Begin Dataset records

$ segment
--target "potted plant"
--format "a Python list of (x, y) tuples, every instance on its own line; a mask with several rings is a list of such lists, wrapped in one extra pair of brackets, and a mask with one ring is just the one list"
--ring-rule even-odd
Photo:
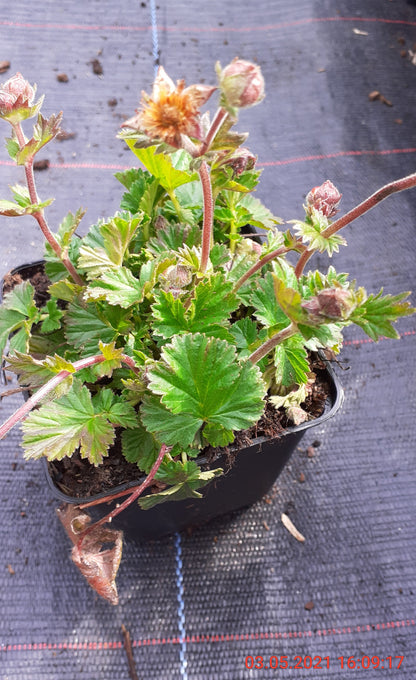
[[(398, 337), (392, 323), (415, 311), (408, 293), (367, 294), (332, 266), (305, 266), (315, 252), (337, 252), (344, 226), (415, 186), (416, 174), (335, 220), (341, 194), (327, 180), (307, 194), (304, 218), (283, 230), (253, 196), (256, 157), (233, 129), (239, 110), (263, 99), (261, 71), (238, 58), (216, 70), (216, 86), (185, 87), (159, 69), (152, 94), (143, 93), (119, 134), (145, 169), (116, 174), (125, 189), (119, 212), (82, 238), (83, 211), (53, 233), (51, 200), (40, 200), (35, 185), (34, 158), (58, 135), (62, 114), (45, 118), (20, 74), (0, 88), (0, 117), (12, 130), (7, 150), (26, 178), (11, 187), (13, 200), (0, 201), (0, 213), (33, 215), (46, 239), (44, 261), (18, 268), (3, 286), (0, 354), (9, 341), (7, 369), (27, 400), (0, 437), (23, 420), (24, 455), (46, 459), (54, 484), (66, 491), (71, 475), (85, 485), (98, 479), (90, 501), (86, 492), (62, 495), (70, 502), (59, 514), (74, 562), (113, 603), (122, 536), (109, 523), (121, 511), (134, 503), (147, 536), (152, 522), (160, 535), (253, 502), (290, 455), (285, 433), (294, 446), (320, 422), (313, 417), (338, 408), (325, 358), (339, 352), (343, 329), (355, 323), (375, 341)], [(210, 118), (201, 107), (214, 93)], [(278, 434), (275, 453), (267, 439)], [(131, 481), (109, 490), (116, 468), (124, 481), (124, 463)], [(89, 513), (109, 500), (110, 511), (93, 522)]]

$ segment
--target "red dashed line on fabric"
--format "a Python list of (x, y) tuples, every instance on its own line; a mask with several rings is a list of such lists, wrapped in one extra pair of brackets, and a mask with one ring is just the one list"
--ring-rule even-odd
[[(415, 626), (414, 619), (403, 619), (401, 621), (386, 621), (383, 623), (363, 624), (356, 626), (343, 626), (342, 628), (323, 628), (316, 631), (284, 631), (270, 633), (221, 633), (211, 635), (187, 635), (181, 637), (163, 638), (143, 638), (132, 640), (133, 647), (156, 647), (161, 645), (177, 645), (186, 643), (204, 642), (245, 642), (248, 640), (296, 640), (299, 638), (324, 638), (329, 636), (348, 635), (351, 633), (368, 633), (372, 631), (382, 631), (396, 628), (410, 628)], [(21, 644), (1, 645), (0, 652), (25, 652), (39, 650), (102, 650), (102, 649), (122, 649), (121, 640), (110, 640), (107, 642), (27, 642)]]
[[(340, 158), (342, 156), (387, 156), (398, 153), (416, 153), (416, 147), (407, 149), (381, 149), (381, 150), (357, 150), (357, 151), (335, 151), (334, 153), (318, 154), (315, 156), (298, 156), (296, 158), (286, 158), (277, 161), (263, 161), (257, 163), (258, 167), (275, 167), (279, 165), (290, 165), (292, 163), (305, 163), (307, 161), (323, 161), (330, 158)], [(0, 160), (0, 166), (15, 166), (13, 161)], [(115, 163), (51, 163), (50, 168), (62, 170), (128, 170), (131, 165), (118, 165)]]
[[(159, 26), (159, 31), (168, 32), (193, 32), (193, 33), (247, 33), (250, 31), (276, 31), (325, 22), (354, 22), (354, 23), (381, 23), (401, 26), (416, 26), (416, 21), (406, 19), (386, 19), (383, 17), (306, 17), (296, 21), (282, 21), (276, 24), (264, 24), (259, 26)], [(9, 28), (28, 29), (52, 29), (63, 31), (151, 31), (152, 26), (115, 26), (115, 25), (86, 25), (86, 24), (58, 24), (58, 23), (32, 23), (22, 21), (0, 21), (0, 26)]]
[[(416, 331), (404, 331), (403, 333), (399, 334), (401, 338), (404, 338), (407, 335), (416, 335)], [(390, 340), (391, 338), (385, 338), (381, 337), (379, 341), (381, 340)], [(366, 345), (367, 343), (372, 343), (374, 340), (371, 338), (360, 338), (358, 340), (344, 340), (342, 343), (343, 345)]]

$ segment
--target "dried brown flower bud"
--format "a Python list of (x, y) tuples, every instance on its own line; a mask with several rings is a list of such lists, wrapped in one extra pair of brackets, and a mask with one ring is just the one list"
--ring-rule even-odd
[(321, 322), (323, 319), (348, 319), (355, 309), (354, 295), (343, 288), (327, 288), (307, 302), (302, 303), (312, 321)]
[(178, 80), (175, 85), (159, 66), (152, 94), (142, 92), (141, 108), (123, 127), (137, 129), (152, 140), (181, 148), (183, 135), (202, 139), (199, 109), (216, 89), (201, 84), (185, 87), (184, 80)]
[(259, 104), (264, 98), (264, 79), (256, 64), (236, 57), (224, 69), (219, 63), (216, 69), (224, 108), (243, 109)]
[(311, 212), (312, 208), (325, 215), (333, 217), (338, 212), (338, 205), (342, 194), (336, 186), (327, 179), (321, 186), (314, 187), (306, 197), (306, 211)]
[(0, 86), (0, 116), (10, 118), (10, 114), (19, 109), (30, 108), (35, 96), (35, 89), (25, 80), (21, 73), (16, 73)]
[(224, 161), (219, 163), (221, 166), (230, 167), (234, 175), (241, 175), (246, 170), (252, 170), (256, 164), (257, 156), (255, 156), (249, 149), (242, 146), (240, 149), (234, 151), (231, 155), (226, 155)]

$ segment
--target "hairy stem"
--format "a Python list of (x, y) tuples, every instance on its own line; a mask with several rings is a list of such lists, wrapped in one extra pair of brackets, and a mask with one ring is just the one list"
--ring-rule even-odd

End Dataset records

» Challenge
How many lines above contain the string "target", with case counting? Reply with the number only.

» Task output
4